▸ **Exercise description**:
Which lines of the data below contain the word "purple"? Return each of them in full.
------ Dataset extract ------
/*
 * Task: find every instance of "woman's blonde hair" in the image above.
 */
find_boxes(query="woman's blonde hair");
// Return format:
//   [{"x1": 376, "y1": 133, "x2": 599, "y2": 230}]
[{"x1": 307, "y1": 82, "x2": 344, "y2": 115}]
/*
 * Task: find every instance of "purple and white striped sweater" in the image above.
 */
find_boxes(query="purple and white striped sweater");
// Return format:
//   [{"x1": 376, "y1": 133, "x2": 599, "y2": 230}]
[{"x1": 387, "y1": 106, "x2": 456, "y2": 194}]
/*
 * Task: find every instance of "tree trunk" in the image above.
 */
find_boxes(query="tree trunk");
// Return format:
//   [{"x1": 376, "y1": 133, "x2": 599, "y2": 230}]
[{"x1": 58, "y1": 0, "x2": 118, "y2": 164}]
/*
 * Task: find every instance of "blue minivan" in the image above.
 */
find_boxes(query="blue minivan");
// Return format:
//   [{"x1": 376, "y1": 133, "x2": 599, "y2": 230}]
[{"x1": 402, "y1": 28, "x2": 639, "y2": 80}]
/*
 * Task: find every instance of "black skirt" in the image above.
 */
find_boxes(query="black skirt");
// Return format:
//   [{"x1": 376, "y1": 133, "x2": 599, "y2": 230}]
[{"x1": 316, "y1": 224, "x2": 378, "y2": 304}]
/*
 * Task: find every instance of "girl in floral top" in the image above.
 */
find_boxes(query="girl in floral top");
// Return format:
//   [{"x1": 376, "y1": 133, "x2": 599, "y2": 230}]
------
▸ **Result**:
 * Task: find every instance of "purple and white striped sweater" in the image above.
find_boxes(query="purple and white striped sweater");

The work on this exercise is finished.